### Preguntas
(1) Responde según el texto sobre la paz:
(a) ¿Qué obra de Aristófanes se menciona?
(b) ¿Qué criticaba Gabriel García Márquez?
(c) ¿Qué ha sido la paz en el mundo contemporáneo?
(2) ¿Qué cosas, según la primera frase del texto sobre la paz, no es la paz? Enuméralas todas.
(3) Retoma el texto sobre la paz y continúalo a partir de su última oración.

La paz no es un tema de moda o novedad, tampoco una trivialidad, la pregunta por la posibilidad de vivir sin la fuerza acechante de la violencia extrema o de poder dirimir las diferencias de manera dialógica y negociada, ha sido un interrogante de los seres humanos en diferentes momentos de la historia.

Los efectos de las guerras siempre han dejado reflexiones profundas en la filosofía y el pensamiento social y político de todos los tiempos y lugares del mundo, alrededor de la responsabilidad por la muerte y la destrucción que estas generan.

En los relatos bélicos muchas veces han quedado consignadas las épicas batallas de los contrincantes y los muchos muertos que cobraron, pero quizás no se muestra con la misma vehemencia los costos para las sociedades en su conjunto de esas contiendas.

Para poner un ejemplo, la huelga sexual de mujeres, representada por la obra de Aristófanes denominada Lisístrata, donde se escenifica su abstinencia sexual para con sus maridos, como una forma de oponerse al hecho de tener hijos para la guerra, y del cansancio de que sus maridos las abandonaran, asumiendo en soledad el sostenimiento de la vida en la ciudad.

Así se evidencian dos cosas: que todo acto bélico tiene un costo social muy alto, del que poco se habla, incluso de las escenas dantescas de la muerte; y que, al lado de los más grandes conflictos, contrario de lo que nos han hecho pensar, han existido voces de resistencia y de lucha pacífica a favor del mantenimiento de la convivencia y el diálogo.

Más recientemente, con la voracidad de las dos guerras mundiales y todo lo que representó la guerra fría, donde, como decía Gabriel García Márquez criticando el desarrollo de las armas de destrucción masiva, era increíble pensar que, en las manos de una sola persona en algún lugar del mundo se decidiera el destino de la humanidad y de la vida misma del planeta; la paz ha sido una bandera social y política del mundo contemporáneo.

### Información
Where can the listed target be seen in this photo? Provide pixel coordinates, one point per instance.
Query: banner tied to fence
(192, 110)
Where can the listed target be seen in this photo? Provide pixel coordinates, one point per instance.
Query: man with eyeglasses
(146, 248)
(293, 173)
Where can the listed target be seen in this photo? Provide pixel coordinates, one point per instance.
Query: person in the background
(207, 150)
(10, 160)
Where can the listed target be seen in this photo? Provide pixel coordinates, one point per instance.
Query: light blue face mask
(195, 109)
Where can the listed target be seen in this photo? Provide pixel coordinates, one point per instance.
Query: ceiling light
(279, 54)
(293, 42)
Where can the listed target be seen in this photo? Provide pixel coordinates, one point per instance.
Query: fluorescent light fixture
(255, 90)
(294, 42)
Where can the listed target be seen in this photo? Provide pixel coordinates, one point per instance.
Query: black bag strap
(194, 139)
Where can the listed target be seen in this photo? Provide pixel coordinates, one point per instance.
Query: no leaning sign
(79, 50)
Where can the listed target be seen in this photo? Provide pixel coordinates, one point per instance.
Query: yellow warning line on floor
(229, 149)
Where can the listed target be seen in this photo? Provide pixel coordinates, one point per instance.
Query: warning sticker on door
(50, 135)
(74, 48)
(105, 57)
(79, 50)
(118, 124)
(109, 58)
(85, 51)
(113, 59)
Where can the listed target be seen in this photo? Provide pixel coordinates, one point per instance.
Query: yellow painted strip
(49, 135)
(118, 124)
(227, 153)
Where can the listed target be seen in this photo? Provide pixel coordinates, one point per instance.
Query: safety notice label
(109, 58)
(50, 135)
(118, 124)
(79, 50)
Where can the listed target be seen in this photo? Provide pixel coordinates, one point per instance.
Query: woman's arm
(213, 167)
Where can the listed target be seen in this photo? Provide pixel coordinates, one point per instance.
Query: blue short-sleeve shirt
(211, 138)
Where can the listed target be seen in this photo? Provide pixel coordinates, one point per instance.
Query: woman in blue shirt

### Respuestas del ejercicio
(1)
(a) Lisístrata.
(b) El desarrollo de las armas de destrucción masiva.
(c) Una bandera social y política.

(2) Un tema de moda, una novedad y una trivialidad.

(3)
Por eso la paz ha sido enarbolada como derecho y la educación para la paz ha sido una apuesta mundial desde organismos como la ONU, pero como lo han señalado varios historiadores, esas educaciones de carácter nacionalista del proyecto de Estado moderno, donde todos los héroes son guerreros y donde no cabían otros grupos étnicos, los niños o las mujeres, muy al contrario, han educado es para la guerra.

El caso de América Latina es bastante particular al respecto, en la medida en que la región afrontó varios episodios de dictadura militar (Chile, Argentina, Uruguay Brasil), así como el surgimiento de ejércitos de oposición a los gobiernos que desencadenaron en guerras civiles internas (El Salvador, Nicaragua, Perú, Colombia). En ese sentido, la educación y la enseñanza de la historia reciente de los conflictos estuvieron en los campos de disputa por la memoria y el reconocimiento de las víctimas.

Por eso, la tarea de construir apuestas de convivencia pacífica desde la educación es una tarea pendiente y urgente, pero no evadiendo las raíces de la confrontación, al contrario, intentando establecer los orígenes de la violencia, la justeza o no de la guerra a partir de sus costos, y la capacidad de incluir a aquellos que han sido históricamente invisibilizados.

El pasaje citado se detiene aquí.